--- Start of Source extract ---

In August 2017, the Supreme Court delivered a judgment which went to the heart of the future of civil liberties in India and the larger global information society that the Internet and technology have brought in. It upheld that all residents of India have the fundamental right to privacy, rejecting arguments by government lawyers in favour of allowing discretion to the State to interfere in individual privacy. It laid down stricter standards against which government action would be tested, and it emphasised the proactive obligation of public offices to protect and expand privacy. But simply celebrating the Puttaswamy judgment is not enough. We must begin operationalising it.

Since 2017, it has been seen that the judgment was merely the first step in a much longer struggle to protect the fundamental right to privacy. The larger implications — on further regulating government action — began receiving resistance shortly after the ink in the judgment had dried. The Union government began expanding communications interception and surveillance powers, with the home ministry, in December 2018, operationalising and expanding the scope of overbroad legacy powers provided to them by poorly considered legislation passed earlier in Parliament. Law enforcement agencies have sought the undermining of everyday encryption used by millions of Indians on modern messaging applications; supporting calls for regulatory changes or judicial decisions that would force online services to re-engineer and make themselves more government tapping-friendly. The government’s own expert committee on data protection stated that current government powers on accessing user data and intercepting communications are likely to be unconstitutional, as per the privacy judgment. We should be alarmed that not only have policymakers failed to take up the task of reforming government surveillance powers, they have been reported as having considered diluting the language on government data collection in the proposed data protection bill. Meanwhile, the Union government and various state-level agencies are deploying dangerously pervasive surveillance systems focused on facial recognition and other tracking technologies.

The government often contributes to privacy harms, but is also one of the main channels to protect privacy. Independent privacy regulators are the main bulwark to enforce the rights of individuals with respect to data collection and use by firms —- an area which requires significant action, given the rise of the surveillance capitalism paradigm. Two years after the right to privacy judgment and nearly a decade after a privacy and data protection bill were first proposed, India is still outsourcing the regulation of the data practices of businesses to other governments. Today, the protection which most Indians receive online is arguably thanks to the data protection standards enforced by the European Union and its national data protection authorities, and other States with similar systems.

There is also institutional failure when it comes to taking enforcement measures against private sector data misuse. The government has shown interest in demanding answers on data practices from messaging firms from China. But, so far, no major Indian or global firm has faced significant action for data-breach revelations. As Netflix’s documentary, The Great Hack, is now available for Indian users, what isn’t available is the progress of the CBI in the Cambridge Analytica scandal, which involved over 500,000 Indian users’ data.

--- End of Source extract ---
--- Start of Raw data ---

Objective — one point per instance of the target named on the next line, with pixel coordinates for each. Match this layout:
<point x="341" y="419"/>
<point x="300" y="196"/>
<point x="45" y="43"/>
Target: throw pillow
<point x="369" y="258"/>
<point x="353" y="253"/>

--- End of Raw data ---

- Set of tasks -
A - From the privacy article, reproduce the passage starting with "In August 2017, the" and going on through "begin operationalising it.".
B - Answer these questions from the privacy article:
(i) In what month and year did the Supreme Court deliver its privacy judgment?
(ii) In what month and year did the home ministry begin operationalizing and expanding the scope of overbroad legacy powers?
(iii) How many Indian users' data did the Cambridge Analytica scandal involve?

- The answers -
A -
In August 2017, the Supreme Court delivered a judgment which went to the heart of the future of civil liberties in India and the larger global information society that the Internet and technology have brought in. It upheld that all residents of India have the fundamental right to privacy, rejecting arguments by government lawyers in favour of allowing discretion to the State to interfere in individual privacy. It laid down stricter standards against which government action would be tested, and it emphasised the proactive obligation of public offices to protect and expand privacy. But simply celebrating the Puttaswamy judgment is not enough. We must begin operationalising it.

B -
(i) August 2017
(ii) December 2018
(iii) Over 500,000